● 設問:
1 > 抽出テキストの「腕(テンプル)の付け根に、何かを象った大きな物体が付いています。」から「前枠のリムという部分がねじれて、どっちにしろ腕は開いてしまいます。」までをすべて、「モニュメント」を「飾り」に置き換えて書き直してください。
2 > 抽出テキストについて、次の問いに答えてください。
(a) レンズは何という加工で特注されたか。
(b) モニュメントが何に当たることで腕の開きが止まるか。
(c) 腕が外に開く力を受けると、前枠のどの部分がねじれるか。

レンズを薄く軽く作るために、薄型加工にて特注しました。
出来上がるまでは現在使用中のメガネを使う事になりますので、
そのメガネが相当に曲がっていたので、直しておこうと拝見しますと、
持った瞬間に、大きさや度数の割に重たいことを直感しました。

(画像は加工しております)
腕(テンプル)の付け根に、何かを象った大きな物体が付いています。
機能的には何も役を成さないモニュメントです。
このモニュメントが、前枠の智という部分にロー付けされた板に当たることによって腕の開きを止めます。
そういう意味では役は成しているのですが、別に普通の智を使えば事足りるわけで、
モニュメントと板の重さは、機能的には余計なものです。

(画像は加工しております)
この板の部分は、結構サイズも大きく厚みもあり、かなり重さがあるように思えます。
厚みがあるのは丈夫さを求めてのことでしょうが、
ここが丈夫でも、腕が外に開く力を受ければ、
前枠のリムという部分がねじれて、どっちにしろ腕は開いてしまいます。

● 抽出データ:
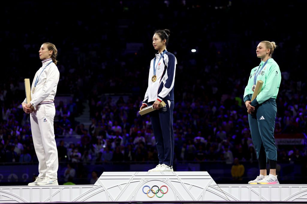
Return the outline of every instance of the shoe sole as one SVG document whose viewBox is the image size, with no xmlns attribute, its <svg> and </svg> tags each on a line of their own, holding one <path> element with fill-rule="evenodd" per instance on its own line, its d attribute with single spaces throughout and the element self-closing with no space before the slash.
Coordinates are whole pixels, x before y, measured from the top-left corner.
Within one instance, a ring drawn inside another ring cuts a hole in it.
<svg viewBox="0 0 307 204">
<path fill-rule="evenodd" d="M 279 184 L 279 182 L 270 182 L 270 183 L 262 183 L 262 182 L 261 183 L 259 183 L 257 182 L 257 184 L 264 184 L 266 185 L 274 185 L 274 184 Z"/>
<path fill-rule="evenodd" d="M 36 184 L 28 184 L 28 186 L 37 186 L 37 183 Z"/>
<path fill-rule="evenodd" d="M 40 185 L 39 184 L 37 184 L 38 186 L 58 186 L 59 183 L 56 182 L 56 183 L 52 184 L 41 184 Z"/>
</svg>

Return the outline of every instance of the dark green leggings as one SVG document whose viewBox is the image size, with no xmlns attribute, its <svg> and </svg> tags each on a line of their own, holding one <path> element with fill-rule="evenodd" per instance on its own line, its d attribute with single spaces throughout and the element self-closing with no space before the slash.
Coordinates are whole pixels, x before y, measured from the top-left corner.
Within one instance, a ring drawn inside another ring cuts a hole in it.
<svg viewBox="0 0 307 204">
<path fill-rule="evenodd" d="M 253 114 L 248 115 L 253 143 L 258 159 L 262 161 L 259 164 L 260 169 L 264 169 L 263 167 L 266 166 L 268 158 L 273 161 L 276 161 L 277 159 L 277 151 L 274 138 L 277 109 L 276 102 L 273 99 L 271 98 L 260 104 L 256 107 Z M 264 163 L 262 164 L 262 162 Z M 270 168 L 276 169 L 276 166 L 270 167 Z"/>
</svg>

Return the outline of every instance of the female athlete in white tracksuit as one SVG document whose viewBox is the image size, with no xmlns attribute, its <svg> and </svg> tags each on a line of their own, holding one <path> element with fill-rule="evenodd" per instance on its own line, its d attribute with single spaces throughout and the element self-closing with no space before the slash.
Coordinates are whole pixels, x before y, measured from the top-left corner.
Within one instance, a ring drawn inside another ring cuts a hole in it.
<svg viewBox="0 0 307 204">
<path fill-rule="evenodd" d="M 57 50 L 53 44 L 46 43 L 39 53 L 43 65 L 32 83 L 32 100 L 27 101 L 26 98 L 22 104 L 25 112 L 30 113 L 32 137 L 39 162 L 38 176 L 28 185 L 56 185 L 59 162 L 53 129 L 53 101 L 60 77 L 56 65 Z"/>
<path fill-rule="evenodd" d="M 149 171 L 173 171 L 174 159 L 174 84 L 177 60 L 166 50 L 169 31 L 156 31 L 153 38 L 153 45 L 158 52 L 150 62 L 148 87 L 142 110 L 153 105 L 158 110 L 150 114 L 150 121 L 156 139 L 159 164 Z M 166 105 L 159 109 L 159 104 L 164 101 Z"/>
</svg>

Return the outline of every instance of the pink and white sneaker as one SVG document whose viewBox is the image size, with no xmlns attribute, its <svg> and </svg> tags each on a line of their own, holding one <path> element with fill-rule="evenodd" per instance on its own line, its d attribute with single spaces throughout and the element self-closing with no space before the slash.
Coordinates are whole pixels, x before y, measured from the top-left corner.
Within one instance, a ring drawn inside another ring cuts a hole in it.
<svg viewBox="0 0 307 204">
<path fill-rule="evenodd" d="M 270 174 L 266 176 L 262 180 L 258 181 L 257 183 L 258 184 L 279 184 L 279 182 L 277 179 L 277 175 L 274 176 Z"/>
</svg>

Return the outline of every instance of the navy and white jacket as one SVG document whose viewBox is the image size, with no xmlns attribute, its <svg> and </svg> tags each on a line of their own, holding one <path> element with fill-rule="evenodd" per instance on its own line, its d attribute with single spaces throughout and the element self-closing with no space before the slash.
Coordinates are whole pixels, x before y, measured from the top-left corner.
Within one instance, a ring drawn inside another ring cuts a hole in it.
<svg viewBox="0 0 307 204">
<path fill-rule="evenodd" d="M 147 105 L 149 102 L 157 100 L 160 102 L 163 100 L 174 100 L 174 84 L 177 59 L 173 54 L 167 52 L 159 61 L 161 54 L 158 53 L 156 54 L 155 65 L 156 66 L 157 63 L 158 65 L 156 72 L 157 80 L 154 82 L 151 80 L 151 78 L 154 76 L 154 58 L 150 61 L 148 86 L 143 101 L 143 104 Z"/>
</svg>

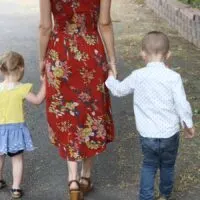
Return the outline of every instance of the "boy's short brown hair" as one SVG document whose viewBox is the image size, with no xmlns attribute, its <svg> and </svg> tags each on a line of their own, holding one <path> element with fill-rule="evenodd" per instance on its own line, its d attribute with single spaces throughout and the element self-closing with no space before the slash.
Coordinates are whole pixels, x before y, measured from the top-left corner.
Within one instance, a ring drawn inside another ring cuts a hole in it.
<svg viewBox="0 0 200 200">
<path fill-rule="evenodd" d="M 165 56 L 170 49 L 169 38 L 160 31 L 151 31 L 142 40 L 142 51 L 149 55 Z"/>
</svg>

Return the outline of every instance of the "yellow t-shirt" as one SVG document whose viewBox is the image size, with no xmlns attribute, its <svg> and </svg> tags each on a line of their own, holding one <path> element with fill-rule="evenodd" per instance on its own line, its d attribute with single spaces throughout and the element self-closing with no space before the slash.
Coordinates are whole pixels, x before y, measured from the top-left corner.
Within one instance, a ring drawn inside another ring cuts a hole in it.
<svg viewBox="0 0 200 200">
<path fill-rule="evenodd" d="M 0 124 L 24 122 L 23 100 L 30 92 L 32 84 L 19 84 L 6 88 L 0 84 Z"/>
</svg>

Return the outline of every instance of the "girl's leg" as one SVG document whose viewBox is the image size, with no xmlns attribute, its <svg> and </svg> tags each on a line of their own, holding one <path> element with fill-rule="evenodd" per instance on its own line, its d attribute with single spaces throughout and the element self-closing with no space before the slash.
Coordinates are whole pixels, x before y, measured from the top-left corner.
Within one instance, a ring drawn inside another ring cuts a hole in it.
<svg viewBox="0 0 200 200">
<path fill-rule="evenodd" d="M 12 157 L 13 168 L 13 189 L 20 189 L 20 185 L 23 177 L 24 156 L 23 153 Z"/>
<path fill-rule="evenodd" d="M 5 163 L 5 155 L 0 156 L 0 180 L 3 180 L 3 167 Z"/>
<path fill-rule="evenodd" d="M 78 162 L 75 161 L 67 161 L 68 164 L 68 172 L 69 172 L 69 177 L 68 181 L 78 181 L 79 176 L 78 176 Z M 79 186 L 77 185 L 76 182 L 72 182 L 70 185 L 70 189 L 79 189 Z"/>
<path fill-rule="evenodd" d="M 92 158 L 88 158 L 88 159 L 83 160 L 81 177 L 85 177 L 85 178 L 91 177 L 92 165 L 93 165 Z"/>
</svg>

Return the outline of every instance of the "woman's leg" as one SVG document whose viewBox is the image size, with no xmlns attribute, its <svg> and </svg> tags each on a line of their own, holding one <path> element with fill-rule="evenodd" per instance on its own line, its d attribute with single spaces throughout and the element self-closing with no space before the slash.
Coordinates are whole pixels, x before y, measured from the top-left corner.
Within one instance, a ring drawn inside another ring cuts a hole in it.
<svg viewBox="0 0 200 200">
<path fill-rule="evenodd" d="M 20 189 L 20 185 L 23 177 L 24 156 L 23 153 L 12 157 L 13 168 L 13 189 Z"/>
<path fill-rule="evenodd" d="M 68 181 L 78 181 L 79 176 L 78 176 L 78 162 L 75 161 L 67 161 L 68 164 L 68 172 L 69 172 L 69 177 Z M 78 185 L 76 182 L 72 182 L 70 185 L 70 189 L 78 189 Z"/>
<path fill-rule="evenodd" d="M 5 155 L 0 156 L 0 180 L 3 180 L 3 168 L 5 163 Z"/>
<path fill-rule="evenodd" d="M 93 166 L 93 159 L 92 158 L 88 158 L 88 159 L 83 160 L 81 177 L 90 178 L 92 166 Z"/>
</svg>

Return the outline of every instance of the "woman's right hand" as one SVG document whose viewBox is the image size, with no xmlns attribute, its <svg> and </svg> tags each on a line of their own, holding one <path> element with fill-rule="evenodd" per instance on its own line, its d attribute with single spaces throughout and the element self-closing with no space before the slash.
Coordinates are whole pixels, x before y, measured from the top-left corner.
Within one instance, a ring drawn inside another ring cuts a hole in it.
<svg viewBox="0 0 200 200">
<path fill-rule="evenodd" d="M 109 63 L 109 69 L 112 70 L 114 77 L 117 78 L 118 73 L 116 64 Z"/>
<path fill-rule="evenodd" d="M 44 61 L 40 61 L 40 75 L 41 76 L 45 75 L 45 64 L 44 64 Z"/>
</svg>

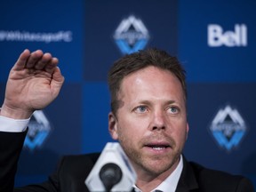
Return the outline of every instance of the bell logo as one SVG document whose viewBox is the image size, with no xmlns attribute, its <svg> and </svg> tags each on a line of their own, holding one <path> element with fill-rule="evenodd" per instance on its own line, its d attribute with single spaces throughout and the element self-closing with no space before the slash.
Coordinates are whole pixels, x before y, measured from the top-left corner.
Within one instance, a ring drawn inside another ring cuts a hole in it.
<svg viewBox="0 0 256 192">
<path fill-rule="evenodd" d="M 247 46 L 247 27 L 245 24 L 236 24 L 234 31 L 223 31 L 221 26 L 208 25 L 208 45 L 210 47 Z"/>
</svg>

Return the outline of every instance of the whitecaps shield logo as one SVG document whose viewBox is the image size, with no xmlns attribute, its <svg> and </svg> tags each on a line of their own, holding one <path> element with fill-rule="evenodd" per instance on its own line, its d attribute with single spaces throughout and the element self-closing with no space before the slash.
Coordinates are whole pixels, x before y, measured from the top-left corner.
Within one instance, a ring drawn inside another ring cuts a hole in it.
<svg viewBox="0 0 256 192">
<path fill-rule="evenodd" d="M 51 131 L 51 124 L 42 110 L 36 110 L 28 124 L 28 132 L 24 141 L 24 148 L 31 151 L 40 148 Z"/>
<path fill-rule="evenodd" d="M 149 35 L 141 20 L 131 15 L 121 21 L 114 39 L 123 54 L 130 54 L 143 50 L 149 40 Z"/>
<path fill-rule="evenodd" d="M 239 145 L 247 127 L 237 109 L 227 105 L 218 111 L 210 130 L 220 147 L 230 151 Z"/>
</svg>

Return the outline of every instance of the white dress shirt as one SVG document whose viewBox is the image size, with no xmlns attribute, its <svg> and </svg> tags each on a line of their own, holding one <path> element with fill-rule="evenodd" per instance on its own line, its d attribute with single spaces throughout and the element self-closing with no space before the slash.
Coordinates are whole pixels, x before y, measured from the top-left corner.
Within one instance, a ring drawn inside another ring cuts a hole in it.
<svg viewBox="0 0 256 192">
<path fill-rule="evenodd" d="M 29 123 L 29 119 L 12 119 L 0 116 L 0 132 L 24 132 Z M 175 192 L 178 181 L 183 169 L 183 158 L 180 155 L 180 162 L 176 169 L 155 189 L 163 192 Z M 139 188 L 133 186 L 136 192 L 142 192 Z"/>
<path fill-rule="evenodd" d="M 0 116 L 0 132 L 20 132 L 28 127 L 29 119 L 12 119 Z"/>
</svg>

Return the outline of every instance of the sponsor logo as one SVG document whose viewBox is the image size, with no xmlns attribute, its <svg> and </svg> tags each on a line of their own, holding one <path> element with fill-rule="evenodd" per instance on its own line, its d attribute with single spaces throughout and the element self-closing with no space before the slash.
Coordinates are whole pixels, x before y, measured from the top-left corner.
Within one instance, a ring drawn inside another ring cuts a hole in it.
<svg viewBox="0 0 256 192">
<path fill-rule="evenodd" d="M 55 33 L 33 33 L 28 31 L 0 30 L 0 42 L 43 42 L 45 44 L 65 42 L 73 39 L 71 31 L 59 31 Z"/>
<path fill-rule="evenodd" d="M 245 24 L 236 24 L 234 31 L 224 32 L 221 26 L 208 25 L 208 45 L 210 47 L 245 47 L 247 46 L 247 27 Z"/>
<path fill-rule="evenodd" d="M 231 151 L 240 144 L 247 127 L 237 109 L 227 105 L 218 111 L 210 130 L 219 146 Z"/>
<path fill-rule="evenodd" d="M 114 39 L 123 54 L 130 54 L 143 50 L 149 40 L 149 35 L 141 20 L 131 15 L 121 21 Z"/>
<path fill-rule="evenodd" d="M 24 148 L 33 151 L 40 148 L 52 130 L 50 122 L 42 110 L 36 110 L 28 124 L 28 132 L 24 142 Z"/>
</svg>

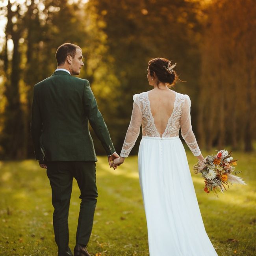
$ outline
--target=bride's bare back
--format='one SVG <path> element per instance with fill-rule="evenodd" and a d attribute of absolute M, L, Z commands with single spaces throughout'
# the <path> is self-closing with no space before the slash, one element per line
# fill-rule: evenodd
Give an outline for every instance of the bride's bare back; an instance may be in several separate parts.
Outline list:
<path fill-rule="evenodd" d="M 132 118 L 121 156 L 127 157 L 135 143 L 141 126 L 143 136 L 170 137 L 182 135 L 193 154 L 201 154 L 191 125 L 189 96 L 154 88 L 134 95 Z"/>
<path fill-rule="evenodd" d="M 156 128 L 161 137 L 173 112 L 176 93 L 169 89 L 155 88 L 148 92 L 148 95 Z"/>

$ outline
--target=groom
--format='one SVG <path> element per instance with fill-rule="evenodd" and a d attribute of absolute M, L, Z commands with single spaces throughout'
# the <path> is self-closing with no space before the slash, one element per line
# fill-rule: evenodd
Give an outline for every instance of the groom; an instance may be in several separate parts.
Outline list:
<path fill-rule="evenodd" d="M 86 247 L 93 221 L 98 193 L 93 143 L 88 120 L 108 156 L 109 166 L 119 156 L 98 109 L 87 80 L 72 76 L 83 66 L 82 50 L 65 43 L 56 52 L 57 69 L 35 85 L 31 134 L 35 157 L 47 169 L 54 208 L 53 226 L 59 256 L 72 255 L 68 217 L 73 178 L 81 199 L 75 256 L 89 256 Z"/>

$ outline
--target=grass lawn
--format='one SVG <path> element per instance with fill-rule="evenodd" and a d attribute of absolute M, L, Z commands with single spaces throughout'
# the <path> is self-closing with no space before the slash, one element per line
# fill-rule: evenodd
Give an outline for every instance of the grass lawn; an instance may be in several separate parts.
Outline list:
<path fill-rule="evenodd" d="M 192 170 L 197 159 L 187 154 Z M 198 174 L 191 175 L 206 229 L 219 256 L 252 256 L 256 255 L 256 158 L 241 152 L 233 156 L 239 159 L 236 169 L 243 171 L 239 176 L 247 186 L 235 185 L 217 198 L 204 192 Z M 89 251 L 94 256 L 148 255 L 137 157 L 129 157 L 115 171 L 108 166 L 106 157 L 98 159 L 99 197 Z M 69 219 L 72 250 L 80 204 L 75 181 L 73 185 Z M 0 161 L 0 255 L 57 255 L 45 170 L 33 160 Z"/>

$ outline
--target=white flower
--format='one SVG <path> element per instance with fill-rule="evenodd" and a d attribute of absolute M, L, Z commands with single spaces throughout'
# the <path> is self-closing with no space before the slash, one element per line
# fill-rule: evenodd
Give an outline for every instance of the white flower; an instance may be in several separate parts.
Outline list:
<path fill-rule="evenodd" d="M 213 180 L 217 176 L 217 174 L 213 169 L 210 169 L 208 173 L 204 176 L 208 180 Z"/>
<path fill-rule="evenodd" d="M 228 156 L 228 152 L 226 150 L 225 150 L 224 149 L 220 150 L 219 151 L 219 152 L 218 152 L 217 154 L 218 154 L 219 153 L 221 153 L 221 158 L 223 158 Z"/>

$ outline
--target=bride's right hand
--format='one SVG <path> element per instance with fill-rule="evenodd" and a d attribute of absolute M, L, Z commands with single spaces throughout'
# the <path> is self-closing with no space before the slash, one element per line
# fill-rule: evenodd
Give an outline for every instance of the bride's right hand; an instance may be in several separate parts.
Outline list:
<path fill-rule="evenodd" d="M 124 161 L 124 158 L 120 157 L 119 158 L 116 158 L 113 161 L 113 163 L 112 165 L 112 167 L 115 169 L 120 165 L 121 165 Z"/>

● 解答一覧:
1 >
腕(テンプル)の付け根に、何かを象った大きな物体が付いています。
機能的には何も役を成さない飾りです。
この飾りが、前枠の智という部分にロー付けされた板に当たることによって腕の開きを止めます。
そういう意味では役は成しているのですが、別に普通の智を使えば事足りるわけで、
飾りと板の重さは、機能的には余計なものです。

(画像は加工しております)
この板の部分は、結構サイズも大きく厚みもあり、かなり重さがあるように思えます。
厚みがあるのは丈夫さを求めてのことでしょうが、
ここが丈夫でも、腕が外に開く力を受ければ、
前枠のリムという部分がねじれて、どっちにしろ腕は開いてしまいます。

2 >
(a) 薄型加工
(b) 前枠の智という部分にロー付けされた板
(c) リム